* _TASK OBJECTIVE_
Each entry that follows must be output without any deviation.

━━━ THE DATA ━━━

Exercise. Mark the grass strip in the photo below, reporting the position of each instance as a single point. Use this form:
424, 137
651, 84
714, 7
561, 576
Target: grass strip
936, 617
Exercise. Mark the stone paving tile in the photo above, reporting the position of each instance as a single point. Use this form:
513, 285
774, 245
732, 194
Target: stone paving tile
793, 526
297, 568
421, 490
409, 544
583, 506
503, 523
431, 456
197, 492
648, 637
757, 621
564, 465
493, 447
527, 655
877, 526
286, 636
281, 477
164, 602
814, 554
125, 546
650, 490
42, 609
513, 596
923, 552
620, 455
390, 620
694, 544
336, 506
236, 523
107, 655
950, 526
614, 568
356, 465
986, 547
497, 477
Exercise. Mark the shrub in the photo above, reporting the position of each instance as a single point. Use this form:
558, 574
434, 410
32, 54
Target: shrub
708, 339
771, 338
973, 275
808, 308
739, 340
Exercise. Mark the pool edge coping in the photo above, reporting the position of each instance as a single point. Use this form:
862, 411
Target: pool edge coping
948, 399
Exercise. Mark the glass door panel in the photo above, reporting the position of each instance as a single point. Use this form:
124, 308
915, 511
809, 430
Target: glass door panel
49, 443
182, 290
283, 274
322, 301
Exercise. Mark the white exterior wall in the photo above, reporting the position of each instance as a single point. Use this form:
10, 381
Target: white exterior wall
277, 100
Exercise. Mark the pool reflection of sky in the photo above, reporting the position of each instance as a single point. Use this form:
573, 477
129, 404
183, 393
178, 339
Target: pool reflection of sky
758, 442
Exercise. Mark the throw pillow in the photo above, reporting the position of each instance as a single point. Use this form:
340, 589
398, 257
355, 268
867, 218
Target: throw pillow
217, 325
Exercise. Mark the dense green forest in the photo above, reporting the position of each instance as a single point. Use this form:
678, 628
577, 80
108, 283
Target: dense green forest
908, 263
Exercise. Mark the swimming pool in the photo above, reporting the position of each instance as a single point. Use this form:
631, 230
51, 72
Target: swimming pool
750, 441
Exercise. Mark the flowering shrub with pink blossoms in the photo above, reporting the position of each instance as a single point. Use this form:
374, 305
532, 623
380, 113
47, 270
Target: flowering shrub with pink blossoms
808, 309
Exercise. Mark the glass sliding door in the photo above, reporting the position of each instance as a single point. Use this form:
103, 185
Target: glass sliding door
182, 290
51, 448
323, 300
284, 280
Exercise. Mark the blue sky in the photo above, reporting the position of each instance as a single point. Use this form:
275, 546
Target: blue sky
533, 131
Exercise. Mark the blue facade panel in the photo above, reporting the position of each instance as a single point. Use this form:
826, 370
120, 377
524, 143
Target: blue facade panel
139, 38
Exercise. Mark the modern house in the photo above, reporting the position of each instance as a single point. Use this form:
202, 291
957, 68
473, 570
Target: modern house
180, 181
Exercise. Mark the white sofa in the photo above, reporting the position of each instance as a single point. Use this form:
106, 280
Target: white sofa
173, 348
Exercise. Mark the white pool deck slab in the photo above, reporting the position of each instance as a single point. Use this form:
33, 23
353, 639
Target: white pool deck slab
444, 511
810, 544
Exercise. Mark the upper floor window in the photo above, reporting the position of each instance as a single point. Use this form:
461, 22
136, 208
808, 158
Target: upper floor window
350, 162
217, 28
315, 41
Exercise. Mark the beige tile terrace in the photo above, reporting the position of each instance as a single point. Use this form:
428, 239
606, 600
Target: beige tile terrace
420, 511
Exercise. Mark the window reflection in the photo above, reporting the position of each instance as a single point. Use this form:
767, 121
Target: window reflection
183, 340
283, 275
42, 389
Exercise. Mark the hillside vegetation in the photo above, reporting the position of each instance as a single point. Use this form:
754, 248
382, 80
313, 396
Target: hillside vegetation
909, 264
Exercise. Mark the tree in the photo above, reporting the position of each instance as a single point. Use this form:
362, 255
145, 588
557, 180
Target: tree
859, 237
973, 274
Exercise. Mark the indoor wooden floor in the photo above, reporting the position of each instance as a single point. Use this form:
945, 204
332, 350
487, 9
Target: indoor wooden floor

━━━

* _OUTPUT_
Exercise. Mark the grass strip in the photo below, reporting the position of each instance as a single point. Use this form:
424, 137
651, 84
714, 7
561, 576
Target: grass strip
936, 617
Exercise. Mark the stone paving tile in the photo above, reporting the position of each instance as a single point. Use this form:
513, 285
774, 245
732, 194
Target: stone paving tile
793, 526
297, 568
421, 490
409, 544
583, 506
503, 523
431, 456
197, 492
648, 637
757, 621
564, 465
493, 447
527, 655
877, 526
286, 636
281, 477
164, 602
814, 554
125, 546
650, 490
42, 609
513, 596
923, 552
620, 455
390, 620
694, 544
336, 506
236, 523
107, 655
950, 526
614, 568
356, 465
986, 547
497, 477
Exercise. Mark the shrub in the photo above, reporting the position of each instance as a single point. Use this form:
558, 574
434, 410
32, 54
Target: shrub
708, 339
771, 338
973, 275
808, 308
739, 340
Exercise. Mark the pool edge coping in the photo above, reporting the position of each instance as a single point. Use this form:
862, 411
Target: pool edge coping
948, 399
Exercise. Mark the glass door panel in the photo above, reporting the position of each instance as a single point. Use this form:
124, 308
915, 511
809, 430
Target: glass door panel
49, 443
182, 290
283, 274
322, 301
Exercise. Mark the white exterior wall in the photo above, reporting the position of each instance as a single point. Use this form:
10, 381
Target: white exterior wall
277, 100
Exercise. Mark the pool reflection of sky in the photo above, reporting the position of each instance as a single point. Use this form:
573, 477
129, 404
183, 393
178, 339
Target: pool reflection of sky
758, 442
Exercise. Mark the throw pillow in the photo above, reporting the position of each instance as a single point. Use this form:
340, 589
398, 257
355, 268
867, 218
Target: throw pillow
217, 325
Exercise. Mark the dense green forest in the photo above, reporting the position of each instance as a single point. Use this form:
678, 628
577, 80
108, 283
Target: dense green forest
908, 263
Exercise. Mark the swimming pool in the photo above, reporting the position of each instance as a single point. Use this form:
631, 230
51, 72
Target: swimming pool
750, 441
Exercise. Mark the flowering shrub with pink blossoms in the photo above, reporting the position of each instance as a single point. Use this form:
374, 305
532, 623
380, 113
47, 270
Target: flowering shrub with pink blossoms
808, 309
Exercise. Mark the glass sliding door in the photo above, reporting the position of each instance as a single point. Use this form:
103, 185
Target: glass sliding door
182, 290
51, 448
323, 300
284, 280
Exercise. Mark the blue sky in the photo above, reporting the position of each instance as a single point. Use this form:
275, 546
Target: blue sky
533, 131
Exercise. Mark the blue facade panel in the photo above, reporting the position of each instance as a single point. Use this form:
826, 370
120, 377
524, 143
Target: blue facade panel
139, 38
Exercise. Mark the modern house in the photo above, reporting the position of each instance as a single point. Use this form:
202, 291
957, 68
473, 570
Target: modern house
180, 181
Exercise. Mark the white sofa in the photo above, reporting the position of each instance as a single point. Use this form:
106, 280
Target: white sofa
173, 348
Exercise. Mark the white pool deck slab in the photo above, reporting the position of each instance as a single point. Use this form:
33, 23
353, 639
Target: white pool deck slab
444, 511
810, 544
Exercise. Mark the upper floor window in the photo above, reporting the position of each instance as a single point. Use this form:
461, 22
136, 208
808, 158
Target: upper floor window
350, 162
217, 28
315, 41
Exercise. Mark the beige tile terrace in the photo above, reporting the position of each instance as a single point. Use this form:
428, 239
606, 600
Target: beige tile terrace
420, 511
Exercise. Mark the window reflection in the photo above, reporting the position of each instance as a single point. Use this form:
767, 121
Target: window reflection
183, 340
283, 275
42, 389
Exercise. Mark the hillside vegetation in the photo above, reporting the position of each instance as a single point. Use this form:
754, 248
382, 80
313, 396
Target: hillside vegetation
909, 264
Exercise. Mark the tree in the photo above, reporting the position of each instance as a single point. Use this form:
362, 255
145, 588
557, 180
Target: tree
859, 237
973, 274
Exercise. Mark the indoor wooden floor in the photo above, reporting the position of each instance as a single point. Use this form:
945, 204
332, 350
487, 9
Target: indoor wooden floor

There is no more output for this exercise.